=== Records for this task ===

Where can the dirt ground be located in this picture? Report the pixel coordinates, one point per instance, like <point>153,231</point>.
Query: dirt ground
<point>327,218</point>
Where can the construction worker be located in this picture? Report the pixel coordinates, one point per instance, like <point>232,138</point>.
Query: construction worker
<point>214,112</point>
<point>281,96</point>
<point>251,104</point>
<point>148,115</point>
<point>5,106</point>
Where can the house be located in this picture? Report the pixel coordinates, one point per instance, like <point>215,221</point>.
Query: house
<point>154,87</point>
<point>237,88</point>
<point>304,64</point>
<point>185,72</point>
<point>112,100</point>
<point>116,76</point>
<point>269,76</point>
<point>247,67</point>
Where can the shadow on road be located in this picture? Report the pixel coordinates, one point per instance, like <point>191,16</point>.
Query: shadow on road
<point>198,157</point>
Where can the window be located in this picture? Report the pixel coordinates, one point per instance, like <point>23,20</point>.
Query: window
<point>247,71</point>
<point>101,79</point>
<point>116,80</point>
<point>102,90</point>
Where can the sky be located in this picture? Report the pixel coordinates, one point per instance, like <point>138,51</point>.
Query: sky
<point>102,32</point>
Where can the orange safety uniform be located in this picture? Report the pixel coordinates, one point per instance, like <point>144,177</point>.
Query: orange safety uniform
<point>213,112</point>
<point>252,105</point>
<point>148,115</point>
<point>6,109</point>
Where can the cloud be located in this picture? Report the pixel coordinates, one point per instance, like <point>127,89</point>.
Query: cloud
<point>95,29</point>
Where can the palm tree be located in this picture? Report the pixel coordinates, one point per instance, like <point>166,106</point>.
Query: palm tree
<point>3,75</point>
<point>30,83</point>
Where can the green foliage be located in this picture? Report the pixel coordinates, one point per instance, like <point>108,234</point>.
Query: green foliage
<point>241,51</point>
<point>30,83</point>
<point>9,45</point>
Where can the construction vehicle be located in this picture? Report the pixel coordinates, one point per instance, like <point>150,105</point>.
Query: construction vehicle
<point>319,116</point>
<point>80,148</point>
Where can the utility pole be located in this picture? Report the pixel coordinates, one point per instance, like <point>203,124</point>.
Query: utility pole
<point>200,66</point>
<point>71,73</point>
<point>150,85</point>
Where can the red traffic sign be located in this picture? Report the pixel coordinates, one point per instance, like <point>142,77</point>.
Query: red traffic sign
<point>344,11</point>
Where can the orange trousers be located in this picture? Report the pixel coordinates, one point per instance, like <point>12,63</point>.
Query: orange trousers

=== Work task ===
The required output is every line above that contains the string "trousers".

=== Written answer ===
Where can the orange trousers be located in this picture? Report the pixel coordinates, one point per instance, like <point>12,63</point>.
Query: orange trousers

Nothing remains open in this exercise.